> Stored dataset items:
________________

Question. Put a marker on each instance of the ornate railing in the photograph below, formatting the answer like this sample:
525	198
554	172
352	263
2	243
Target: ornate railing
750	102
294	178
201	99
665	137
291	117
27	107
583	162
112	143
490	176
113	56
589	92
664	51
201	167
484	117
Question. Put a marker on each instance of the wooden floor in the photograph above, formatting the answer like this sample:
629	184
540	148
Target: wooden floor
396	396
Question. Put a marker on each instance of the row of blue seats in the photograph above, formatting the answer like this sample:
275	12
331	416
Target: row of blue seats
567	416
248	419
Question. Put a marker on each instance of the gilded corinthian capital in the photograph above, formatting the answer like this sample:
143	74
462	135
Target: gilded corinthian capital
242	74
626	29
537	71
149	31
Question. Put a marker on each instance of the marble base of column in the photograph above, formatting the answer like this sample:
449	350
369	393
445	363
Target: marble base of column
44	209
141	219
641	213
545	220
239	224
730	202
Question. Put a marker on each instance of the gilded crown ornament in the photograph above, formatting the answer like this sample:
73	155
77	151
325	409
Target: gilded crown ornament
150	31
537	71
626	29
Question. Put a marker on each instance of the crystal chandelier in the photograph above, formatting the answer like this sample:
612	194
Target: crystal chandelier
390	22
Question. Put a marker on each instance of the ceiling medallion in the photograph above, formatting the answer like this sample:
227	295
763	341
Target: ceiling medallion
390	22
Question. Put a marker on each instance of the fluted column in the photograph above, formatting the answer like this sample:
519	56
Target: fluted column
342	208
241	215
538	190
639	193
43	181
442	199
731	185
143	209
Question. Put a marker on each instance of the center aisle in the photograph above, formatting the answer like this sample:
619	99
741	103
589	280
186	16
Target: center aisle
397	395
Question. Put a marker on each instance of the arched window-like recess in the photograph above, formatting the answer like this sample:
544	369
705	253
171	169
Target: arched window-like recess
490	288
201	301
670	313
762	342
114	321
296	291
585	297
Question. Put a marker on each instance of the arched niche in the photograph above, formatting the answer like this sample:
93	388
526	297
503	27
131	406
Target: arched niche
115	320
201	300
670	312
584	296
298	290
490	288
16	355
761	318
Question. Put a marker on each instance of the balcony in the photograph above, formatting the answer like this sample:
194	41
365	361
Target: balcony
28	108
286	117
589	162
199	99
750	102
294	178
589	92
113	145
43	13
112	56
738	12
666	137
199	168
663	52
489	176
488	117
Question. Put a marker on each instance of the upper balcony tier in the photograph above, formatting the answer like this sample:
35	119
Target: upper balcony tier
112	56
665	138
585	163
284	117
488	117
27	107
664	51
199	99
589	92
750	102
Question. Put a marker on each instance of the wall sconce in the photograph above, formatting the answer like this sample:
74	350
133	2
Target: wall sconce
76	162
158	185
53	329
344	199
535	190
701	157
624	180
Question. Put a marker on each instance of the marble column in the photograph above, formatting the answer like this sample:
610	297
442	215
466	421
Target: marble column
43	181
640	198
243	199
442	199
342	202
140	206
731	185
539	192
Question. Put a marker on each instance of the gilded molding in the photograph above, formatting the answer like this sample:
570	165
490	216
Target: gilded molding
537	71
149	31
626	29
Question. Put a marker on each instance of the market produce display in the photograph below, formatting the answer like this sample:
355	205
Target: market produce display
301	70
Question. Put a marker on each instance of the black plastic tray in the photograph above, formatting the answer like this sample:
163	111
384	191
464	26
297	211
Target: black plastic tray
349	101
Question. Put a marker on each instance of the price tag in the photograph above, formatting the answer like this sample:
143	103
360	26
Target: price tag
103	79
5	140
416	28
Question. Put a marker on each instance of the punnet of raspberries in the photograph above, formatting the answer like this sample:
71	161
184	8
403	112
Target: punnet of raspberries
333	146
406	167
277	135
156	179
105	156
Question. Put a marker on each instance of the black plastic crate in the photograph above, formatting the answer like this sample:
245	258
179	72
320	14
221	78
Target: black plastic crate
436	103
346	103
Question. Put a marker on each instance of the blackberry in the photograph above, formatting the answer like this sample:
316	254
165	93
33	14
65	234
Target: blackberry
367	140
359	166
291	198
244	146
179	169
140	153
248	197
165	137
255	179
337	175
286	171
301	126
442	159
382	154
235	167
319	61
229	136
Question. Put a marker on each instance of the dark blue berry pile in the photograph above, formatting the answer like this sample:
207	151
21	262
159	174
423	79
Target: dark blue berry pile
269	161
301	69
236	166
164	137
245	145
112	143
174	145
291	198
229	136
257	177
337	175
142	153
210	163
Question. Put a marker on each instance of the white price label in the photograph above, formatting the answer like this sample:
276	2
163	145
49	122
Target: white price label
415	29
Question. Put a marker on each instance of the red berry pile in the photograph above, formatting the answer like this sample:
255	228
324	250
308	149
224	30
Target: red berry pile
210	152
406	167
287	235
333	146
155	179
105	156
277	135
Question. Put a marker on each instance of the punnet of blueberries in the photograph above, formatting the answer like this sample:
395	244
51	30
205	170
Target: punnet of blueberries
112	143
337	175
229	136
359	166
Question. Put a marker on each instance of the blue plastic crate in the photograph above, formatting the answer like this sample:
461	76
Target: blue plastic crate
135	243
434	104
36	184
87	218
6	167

________________

> Exercise requirements:
Each line of the data that has the string "below" should be returned.

> Answer box:
Question. Put a marker on each instance of the ornate railing in the photograph below, formatting the answer like this sample:
Question. Put a marker on each instance of the market produce display in the photograph below, formatting the answer like this sample:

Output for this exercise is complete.